> _Document passage_
================================

I'm happy for you, your spouse and the rest of your family. May it continue to go well for all of you. Of course my wife and I don't fight now like in years gone by. In the early years of our marriage, we'd give each other the silent treatment, usually 2-3 days. The record is 7 days; that was a tough one. After days of silence, one or both of us would just give up and force a fight, or at least a very intense discussion. The good news is that we always got stuff worked out, but even now there are still a few areas of disagreement. We may never agree in those areas, but we are much more understanding and accepting of each other's position and values. What fun!


----------



## married54yrs (Aug 27, 2021)

Personal said:


> I concur on no hitting below the belt, since it's better to grab ones opponent by the ears and headbutt them.


Funny. That might work too, but hopefully in a loving way.


----------



## married54yrs (Aug 27, 2021)

aine said:


> Nowadays, I couldn't be bothered. I used to fight, raise my voice etc. but when you get shut down over and over and are not heard, what is the point? Now I don't give a toss unless he is overstepping boundaries so I tell him so. He can do him and I do me. I sleep in my own room now, work in my office, see my own friends. Occasionally we may watch a movie, go for dinner, talk about politics or the kids, that is it. If there is disagreement, I walk off. I really couldn't give a toss. I think if a couple quarrel, it means there is still juice in the relationship and one party is trying to get a need met or to be heard. Once the fighting stops the relationship is dead or slowly dying.


Well, you've stayed together and still have some shared times of peace and enjoyment. Our best to you; perhaps you will be able to have more shared time together.


----------



## Prodigal (Feb 5, 2011)

FYI: My husband is dead.


----------



## married54yrs (Aug 27, 2021)

In Absentia said:


> Marry my wife. She doesn't do fights.


Should she "do fights?"


----------



## married54yrs (Aug 27, 2021)

Prodigal said:


> FYI: My husband is dead.


Ok. I apologize if I have made you feel uncomfortable.


----------



## In Absentia (Aug 21, 2012)

married54yrs said:


> Should she "do fights?"


no, but a conversation would be good from time to time... 😀


----------



## LisaDiane (Jul 22, 2019)

married54yrs said:


> I'm happy for you, your spouse and the rest of your family. May it continue to go well for all of you. Of course my wife and I don't fight now like in years gone by. In the early years of our marriage, we'd give each other the silent treatment, usually 2-3 days. The record is 7 days; that was a tough one. After days of silence, one or both of us would just give up and force a fight, or at least a very intense discussion. The good news is that we always got stuff worked out, but even now there are still a few areas of disagreement. We may never agree in those areas, but we are much more understanding and accepting of each other's position and values. What fun!


I HATE "the silent treatment"...my STBX used to use that as a way to shut me down and push me away, and it was brutally painful for me because he wouldn't TELL me what he was angry about...he was just cold.

================================

> _Stored data_
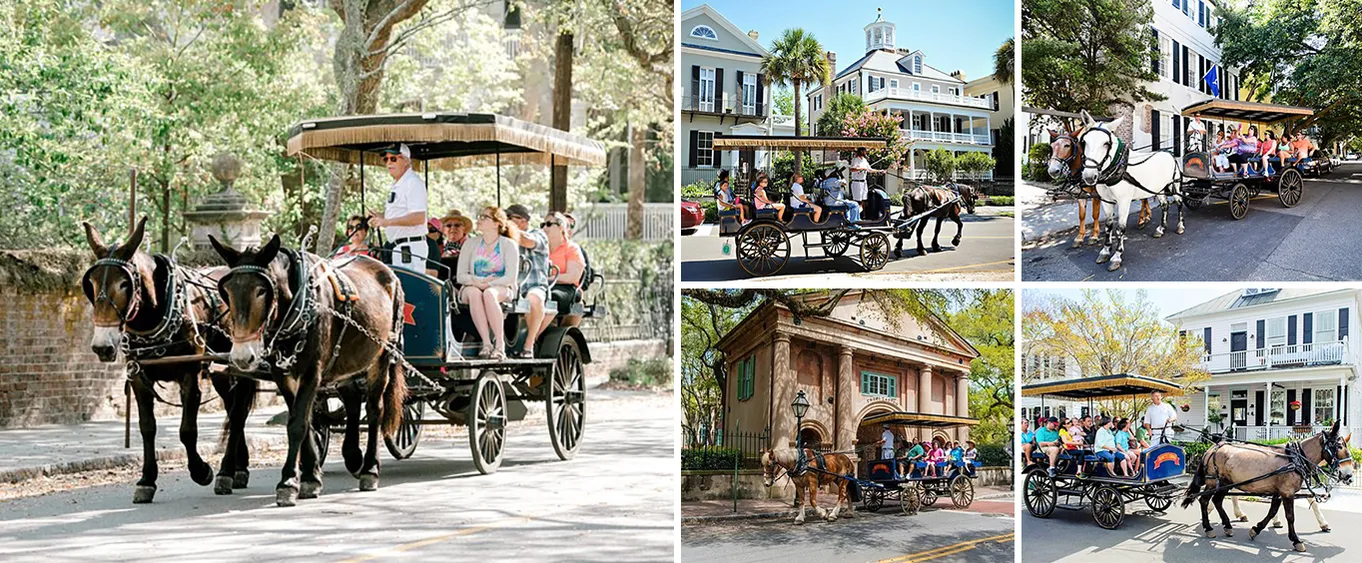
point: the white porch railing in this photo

================================

> _Required work_
(a) In the forum thread about couples fighting, copy everything from "Well, you've stayed" down to "(Feb 5, 2011)".
(b) Name every user who appears as the author of a post in the forum thread about couples fighting, listing each name once. Don't count users who are only quoted.

> _Complete answers_
(a)
Well, you've stayed together and still have some shared times of peace and enjoyment. Our best to you; perhaps you will be able to have more shared time together.


----------



## Prodigal (Feb 5, 2011)

(b)
married54yrs
Prodigal
In Absentia
LisaDiane